→ **DATASET EXCERPTS**:
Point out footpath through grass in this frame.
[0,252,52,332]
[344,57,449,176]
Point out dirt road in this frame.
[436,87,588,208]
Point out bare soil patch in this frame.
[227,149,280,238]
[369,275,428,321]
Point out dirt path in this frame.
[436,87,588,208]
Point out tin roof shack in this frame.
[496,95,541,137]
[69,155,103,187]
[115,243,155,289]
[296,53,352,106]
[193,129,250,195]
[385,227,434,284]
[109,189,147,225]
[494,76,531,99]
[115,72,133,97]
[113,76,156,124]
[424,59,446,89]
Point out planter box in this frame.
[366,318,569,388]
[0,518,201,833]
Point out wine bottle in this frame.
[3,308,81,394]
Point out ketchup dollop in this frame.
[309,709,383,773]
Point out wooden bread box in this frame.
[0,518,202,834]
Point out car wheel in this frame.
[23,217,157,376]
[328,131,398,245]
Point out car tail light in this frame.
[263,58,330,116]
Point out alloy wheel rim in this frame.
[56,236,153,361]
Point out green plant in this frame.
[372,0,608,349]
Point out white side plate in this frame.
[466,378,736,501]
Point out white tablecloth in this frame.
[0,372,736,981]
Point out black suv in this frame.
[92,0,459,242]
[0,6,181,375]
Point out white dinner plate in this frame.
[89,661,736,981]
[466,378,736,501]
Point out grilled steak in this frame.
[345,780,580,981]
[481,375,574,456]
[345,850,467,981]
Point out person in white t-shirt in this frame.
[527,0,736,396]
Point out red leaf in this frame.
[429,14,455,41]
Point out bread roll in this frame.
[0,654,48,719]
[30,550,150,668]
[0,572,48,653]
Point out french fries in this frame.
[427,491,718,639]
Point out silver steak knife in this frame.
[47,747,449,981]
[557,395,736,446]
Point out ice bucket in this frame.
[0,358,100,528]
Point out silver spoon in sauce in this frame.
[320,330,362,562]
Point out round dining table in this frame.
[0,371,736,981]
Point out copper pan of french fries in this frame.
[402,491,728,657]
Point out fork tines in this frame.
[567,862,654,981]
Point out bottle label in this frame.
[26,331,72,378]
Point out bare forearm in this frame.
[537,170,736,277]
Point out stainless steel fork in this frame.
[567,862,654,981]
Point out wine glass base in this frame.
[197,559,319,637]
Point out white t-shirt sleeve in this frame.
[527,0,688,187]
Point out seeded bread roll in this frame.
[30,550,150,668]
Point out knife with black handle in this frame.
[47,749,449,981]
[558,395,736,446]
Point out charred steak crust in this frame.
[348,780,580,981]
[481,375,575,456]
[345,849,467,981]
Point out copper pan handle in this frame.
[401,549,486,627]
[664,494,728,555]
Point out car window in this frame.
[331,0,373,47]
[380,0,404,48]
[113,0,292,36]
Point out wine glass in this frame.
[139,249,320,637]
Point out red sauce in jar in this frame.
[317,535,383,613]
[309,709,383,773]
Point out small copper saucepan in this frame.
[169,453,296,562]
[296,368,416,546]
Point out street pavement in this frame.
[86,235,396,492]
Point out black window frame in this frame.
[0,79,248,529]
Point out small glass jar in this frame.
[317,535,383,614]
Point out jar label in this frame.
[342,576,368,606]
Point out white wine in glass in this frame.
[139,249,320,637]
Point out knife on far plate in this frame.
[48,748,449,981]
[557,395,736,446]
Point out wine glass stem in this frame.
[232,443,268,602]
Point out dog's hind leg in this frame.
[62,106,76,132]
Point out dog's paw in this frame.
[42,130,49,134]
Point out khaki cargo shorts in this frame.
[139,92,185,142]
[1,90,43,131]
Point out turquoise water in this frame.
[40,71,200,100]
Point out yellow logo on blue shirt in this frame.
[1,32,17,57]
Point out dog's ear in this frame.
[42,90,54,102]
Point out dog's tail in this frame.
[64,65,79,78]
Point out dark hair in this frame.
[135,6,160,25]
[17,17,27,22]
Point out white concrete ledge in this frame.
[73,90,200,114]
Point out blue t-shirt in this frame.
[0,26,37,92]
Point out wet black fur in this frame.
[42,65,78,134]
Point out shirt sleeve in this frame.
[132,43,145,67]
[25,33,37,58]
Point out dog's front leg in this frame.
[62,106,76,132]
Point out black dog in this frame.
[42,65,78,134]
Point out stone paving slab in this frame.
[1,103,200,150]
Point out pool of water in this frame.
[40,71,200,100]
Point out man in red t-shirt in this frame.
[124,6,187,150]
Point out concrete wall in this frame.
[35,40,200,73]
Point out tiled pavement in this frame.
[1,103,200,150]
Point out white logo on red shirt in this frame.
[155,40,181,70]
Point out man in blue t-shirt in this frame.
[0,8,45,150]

→ **GIVEN TASK**:
Retype every line above without changing anything.

→ **OUTPUT FOR THIS TASK**:
Point out footpath through grass in this frame.
[0,252,52,332]
[344,57,449,176]
Point out dirt road in this frame.
[436,87,588,208]
Point out bare soil patch in this frame.
[227,149,280,238]
[369,275,428,321]
Point out dirt path in this frame.
[436,87,588,208]
Point out tin roof shack in this frame.
[496,95,541,137]
[69,155,103,187]
[115,243,155,289]
[296,53,352,106]
[193,129,250,195]
[385,227,434,284]
[109,189,147,225]
[494,76,531,99]
[115,72,133,97]
[113,76,156,124]
[424,59,446,89]
Point out planter box in this frame.
[366,318,569,388]
[0,518,201,833]
Point out wine bottle in this frame.
[3,308,81,394]
Point out ketchup dollop in this frame.
[309,709,383,773]
Point out wooden bread box in this frame.
[0,518,202,834]
Point out car wheel in this frame.
[23,217,157,376]
[328,131,398,245]
Point out car tail light in this frame.
[263,58,330,116]
Point out alloy wheel rim in this frame.
[56,236,153,361]
Point out green plant in this frame.
[372,0,608,349]
Point out white side plate in this frame.
[466,378,736,501]
Point out white tablecloth in this frame.
[0,372,736,981]
Point out black suv in this frame.
[92,0,459,242]
[0,6,181,375]
Point out white dinner plate in this frame.
[89,661,736,981]
[466,378,736,501]
Point out grilled steak in this frame.
[345,780,580,981]
[481,375,574,456]
[345,850,467,981]
Point out person in white t-shirt in this frame.
[527,0,736,396]
Point out red leaf in this frame.
[429,14,455,41]
Point out bread roll in this frame.
[0,654,48,719]
[30,550,150,668]
[0,572,48,653]
Point out french fries in this frame.
[427,491,718,639]
Point out silver steak knife in this frame.
[47,747,449,981]
[557,395,736,446]
Point out ice bucket in this frame.
[0,358,100,528]
Point out silver spoon in sauce in this frame.
[320,330,362,562]
Point out round dining table in this frame.
[0,371,736,981]
Point out copper pan of french fries in this frame.
[402,491,728,657]
Point out fork tines in this frame.
[567,862,654,981]
Point out bottle label in this frame.
[26,331,72,378]
Point out bare forearm in this frame.
[537,170,736,277]
Point out stainless steel fork in this frame.
[567,862,654,981]
Point out wine glass base in this frame.
[197,559,319,637]
Point out white t-shirt sleeve in this frame.
[527,0,688,187]
Point out seeded bread roll in this frame.
[30,550,150,668]
Point out knife with black handle in this frame.
[47,749,449,981]
[558,395,736,446]
Point out charred steak crust in this frame.
[348,780,580,981]
[481,375,575,456]
[345,849,467,981]
Point out copper pan handle in this frame.
[401,549,486,627]
[664,494,728,555]
Point out car window in this frame.
[331,0,373,47]
[380,0,404,48]
[113,0,292,36]
Point out wine glass in this frame.
[139,249,320,637]
Point out red sauce in jar in this frame.
[317,535,383,613]
[309,709,383,773]
Point out small copper saucepan in this frame.
[169,453,296,562]
[296,368,416,546]
Point out street pavement in this frame.
[86,235,396,492]
Point out black window frame in this frame.
[0,79,248,529]
Point out small glass jar in this frame.
[317,535,383,614]
Point out jar label in this frame.
[342,576,368,606]
Point out white wine in glass in this frame.
[139,249,320,637]
Point out knife on far plate in this frame.
[48,748,449,981]
[557,395,736,446]
Point out wine glass stem in this frame.
[232,443,268,602]
Point out dog's hind leg in this frame.
[62,106,76,132]
Point out dog's paw in this frame.
[42,130,49,134]
Point out khaki cargo shorts in this frame.
[139,92,185,142]
[1,90,43,131]
Point out turquoise water in this frame.
[40,71,200,100]
Point out yellow logo on blue shirt in this frame.
[1,32,17,57]
Point out dog's ear in this frame.
[42,90,54,102]
Point out dog's tail in this frame.
[64,65,79,78]
Point out dark hair in this frame.
[135,6,160,25]
[17,17,27,22]
Point out white concrete ledge in this frame.
[73,90,200,114]
Point out blue t-shirt in this frame.
[0,26,37,92]
Point out wet black fur in this frame.
[42,65,78,134]
Point out shirt sleeve in this frame.
[132,43,145,67]
[25,33,37,58]
Point out dog's front leg in this frame.
[62,106,76,132]
Point out black dog in this frame.
[42,65,78,134]
Point out stone paving slab in this frame.
[1,103,200,150]
Point out pool of water in this frame.
[40,71,200,100]
Point out man in red t-shirt in this frame.
[124,6,187,150]
Point out concrete wall in this frame.
[35,40,200,73]
Point out tiled pavement in this frame.
[1,103,200,150]
Point out white logo on red shirt in this frame.
[155,40,181,70]
Point out man in blue t-shirt in this frame.
[0,8,45,150]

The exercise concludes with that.